(Extracted records)
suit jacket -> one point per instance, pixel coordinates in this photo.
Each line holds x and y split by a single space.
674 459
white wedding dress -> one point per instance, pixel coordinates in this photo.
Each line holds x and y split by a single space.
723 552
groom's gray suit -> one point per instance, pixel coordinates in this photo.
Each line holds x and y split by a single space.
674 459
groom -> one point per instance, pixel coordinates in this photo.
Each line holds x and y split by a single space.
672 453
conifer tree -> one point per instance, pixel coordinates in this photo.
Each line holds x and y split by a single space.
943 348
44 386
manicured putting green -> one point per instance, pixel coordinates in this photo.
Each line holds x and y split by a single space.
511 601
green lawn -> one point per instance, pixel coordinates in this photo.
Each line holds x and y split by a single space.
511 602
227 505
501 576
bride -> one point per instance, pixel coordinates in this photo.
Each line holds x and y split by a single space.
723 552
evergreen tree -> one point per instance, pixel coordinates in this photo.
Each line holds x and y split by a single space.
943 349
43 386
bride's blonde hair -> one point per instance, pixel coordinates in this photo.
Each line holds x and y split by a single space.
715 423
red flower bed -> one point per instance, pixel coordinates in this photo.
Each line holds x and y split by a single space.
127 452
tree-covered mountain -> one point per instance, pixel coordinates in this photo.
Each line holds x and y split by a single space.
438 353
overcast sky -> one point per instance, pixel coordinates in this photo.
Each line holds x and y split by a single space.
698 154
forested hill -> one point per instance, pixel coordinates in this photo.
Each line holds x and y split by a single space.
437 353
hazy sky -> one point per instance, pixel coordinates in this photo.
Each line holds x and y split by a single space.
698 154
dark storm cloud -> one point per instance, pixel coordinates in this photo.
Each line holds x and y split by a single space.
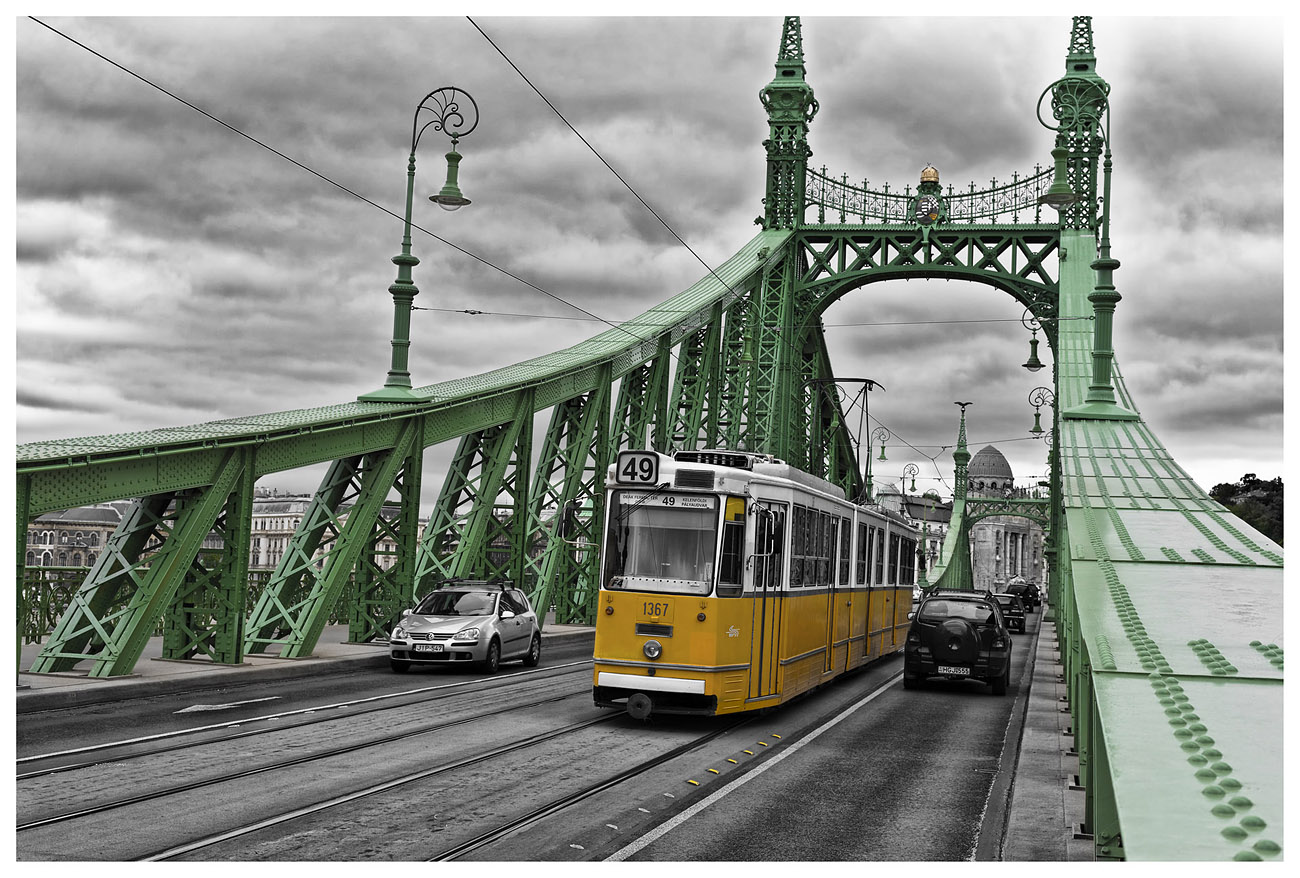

*OBJECTIVE*: Write out each line again precisely as it appears, skipping every picture.

*ANSWER TO THIS TASK*:
suit jacket -> one point per instance, pixel coordinates in this photo.
Each line holds x and y split by a single space.
674 459
white wedding dress -> one point per instance, pixel coordinates in this photo.
Each line holds x and y split by a single space.
723 552
groom's gray suit -> one point per instance, pixel coordinates in this photo.
Each line holds x and y split by a single space.
674 459
groom -> one point per instance, pixel coordinates in this photo.
Each line holds x and y split by a single space.
672 453
conifer tree -> one point per instance, pixel coordinates in this photo.
Each line holds x and y split by a single space.
943 348
44 386
manicured putting green -> one point per instance, pixel coordinates in this photo.
Each line holds x and y split by a single space.
511 601
green lawn -> one point per instance, pixel coordinates in this photo.
Each line holds x and y split by a single space.
511 602
227 505
501 576
bride -> one point per instance, pixel coordinates in this photo.
Each line holds x and y split by a single space.
723 552
evergreen tree -> one point per instance, pixel coordinates in this photo.
Each line holds x and y split by a single space.
943 349
43 386
bride's blonde hair -> one point per instance, pixel coordinates in this photo.
Each line holds x and y split by a single space.
715 423
red flower bed -> one point per instance, pixel coordinates in this photo.
Each line holds x and y split by a single space.
127 452
tree-covered mountain -> one point per instance, pixel coordinates in this photo.
Each line holds x and y split by a single space.
438 353
overcast sky -> one point per instance, pixel coordinates in this photo.
Each line holds x and y split by a single space.
698 154
forested hill -> one point per instance, pixel coordinates in this photo.
Each line holds x and y split by a single space.
437 353
hazy sky -> one point per instance, pixel coordinates in this photo.
Each line holds x and y split by a single space.
698 154
dark storm cloud -> one point per instance, pixel coordinates in this photo.
Each line holds x and y split by a single space.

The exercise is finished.